Natural-language object grounding data
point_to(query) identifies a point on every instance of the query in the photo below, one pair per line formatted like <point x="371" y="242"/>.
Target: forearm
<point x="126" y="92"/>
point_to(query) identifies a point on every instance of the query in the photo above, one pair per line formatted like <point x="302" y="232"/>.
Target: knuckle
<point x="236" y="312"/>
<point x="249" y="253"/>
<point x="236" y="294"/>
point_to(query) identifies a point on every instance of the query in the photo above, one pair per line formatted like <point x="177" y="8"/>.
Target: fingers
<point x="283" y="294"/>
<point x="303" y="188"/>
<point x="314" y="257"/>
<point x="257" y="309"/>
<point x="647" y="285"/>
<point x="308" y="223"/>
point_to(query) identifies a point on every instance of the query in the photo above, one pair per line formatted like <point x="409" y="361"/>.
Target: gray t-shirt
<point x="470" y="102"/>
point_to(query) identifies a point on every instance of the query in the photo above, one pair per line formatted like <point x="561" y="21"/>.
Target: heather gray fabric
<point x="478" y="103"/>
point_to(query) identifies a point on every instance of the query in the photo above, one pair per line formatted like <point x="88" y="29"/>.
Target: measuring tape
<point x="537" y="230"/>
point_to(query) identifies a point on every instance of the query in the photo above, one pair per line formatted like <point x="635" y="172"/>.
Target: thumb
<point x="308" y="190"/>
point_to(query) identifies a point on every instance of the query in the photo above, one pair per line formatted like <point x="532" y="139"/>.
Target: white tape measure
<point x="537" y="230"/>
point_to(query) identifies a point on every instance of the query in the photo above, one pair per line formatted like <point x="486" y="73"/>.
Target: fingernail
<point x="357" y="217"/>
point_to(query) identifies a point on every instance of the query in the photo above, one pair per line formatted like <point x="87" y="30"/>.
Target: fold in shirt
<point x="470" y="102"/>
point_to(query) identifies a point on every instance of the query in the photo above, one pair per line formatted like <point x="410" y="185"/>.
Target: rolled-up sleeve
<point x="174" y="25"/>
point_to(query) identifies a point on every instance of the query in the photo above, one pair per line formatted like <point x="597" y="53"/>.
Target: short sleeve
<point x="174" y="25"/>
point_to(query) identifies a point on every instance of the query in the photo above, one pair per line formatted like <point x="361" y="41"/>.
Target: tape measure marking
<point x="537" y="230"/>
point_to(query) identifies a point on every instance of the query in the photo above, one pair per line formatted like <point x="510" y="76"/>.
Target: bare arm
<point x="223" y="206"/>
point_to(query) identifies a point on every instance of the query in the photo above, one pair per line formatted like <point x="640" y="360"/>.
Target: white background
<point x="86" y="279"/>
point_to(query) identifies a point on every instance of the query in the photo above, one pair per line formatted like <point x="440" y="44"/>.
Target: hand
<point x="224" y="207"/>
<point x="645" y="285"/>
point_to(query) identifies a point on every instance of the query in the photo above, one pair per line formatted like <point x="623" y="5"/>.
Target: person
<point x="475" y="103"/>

▸ **What to work on**
Every entry should be output exactly as written, please.

▸ **Exercise answer**
point_to(query) identifies a point on every instance of the query in the photo below, one pair per line formatted like <point x="371" y="242"/>.
Target: forearm
<point x="126" y="92"/>
point_to(query) identifies a point on every instance of the query in the photo above, one pair per line formatted like <point x="302" y="232"/>.
Target: knuckle
<point x="236" y="312"/>
<point x="249" y="253"/>
<point x="236" y="294"/>
point_to(query) identifies a point on every instance of the query in the photo above, one pair per line formatted like <point x="177" y="8"/>.
Target: fingers
<point x="283" y="294"/>
<point x="303" y="188"/>
<point x="314" y="257"/>
<point x="257" y="309"/>
<point x="647" y="285"/>
<point x="308" y="223"/>
point_to(query) identifies a point on every instance of the query in the photo above, one pair per line formatted like <point x="409" y="361"/>.
Target: gray t-shirt
<point x="470" y="102"/>
point_to(query) identifies a point on every instance of the query in the photo above, one pair per line formatted like <point x="561" y="21"/>.
Target: heather gray fabric
<point x="478" y="103"/>
point_to(query) identifies a point on every instance of the query in the photo above, one pair per line formatted like <point x="88" y="29"/>.
Target: measuring tape
<point x="537" y="230"/>
point_to(query) identifies a point on every instance of the query in the photo above, one pair per line formatted like <point x="635" y="172"/>.
Target: thumb
<point x="308" y="190"/>
point_to(query) identifies a point on every instance of the query in the photo above, one pair per line formatted like <point x="532" y="139"/>.
Target: white tape measure
<point x="537" y="230"/>
point_to(query) identifies a point on every instance of the query in the photo above, one pair per line formatted like <point x="486" y="73"/>.
Target: fingernail
<point x="357" y="217"/>
point_to(query) identifies a point on every instance of the query in the photo above, one pair per line formatted like <point x="87" y="30"/>.
Target: fold in shirt
<point x="470" y="102"/>
point_to(query) identifies a point on every instance of the query in the photo above, one pair per line formatted like <point x="410" y="185"/>.
Target: rolled-up sleeve
<point x="174" y="25"/>
point_to(query) identifies a point on every instance of the query in the photo above, one pair per line formatted like <point x="597" y="53"/>.
Target: short sleeve
<point x="174" y="25"/>
point_to(query) identifies a point on every instance of the query in the photo above, one pair per line formatted like <point x="361" y="41"/>.
Target: tape measure marking
<point x="537" y="230"/>
point_to(query) identifies a point on every instance of the query in the photo above, one pair per line formatted like <point x="510" y="76"/>.
Target: bare arm
<point x="223" y="206"/>
point_to(query) identifies a point on every instance of the query in the photo above, one pair per line formatted like <point x="640" y="360"/>.
Target: white background
<point x="86" y="279"/>
point_to(query) identifies a point on every instance of the query in the photo above, one pair per line formatted like <point x="440" y="44"/>.
Target: hand
<point x="224" y="207"/>
<point x="645" y="285"/>
point_to(query) identifies a point on every instance of the query in the photo above, one pair per line formatted like <point x="623" y="5"/>.
Target: person
<point x="475" y="103"/>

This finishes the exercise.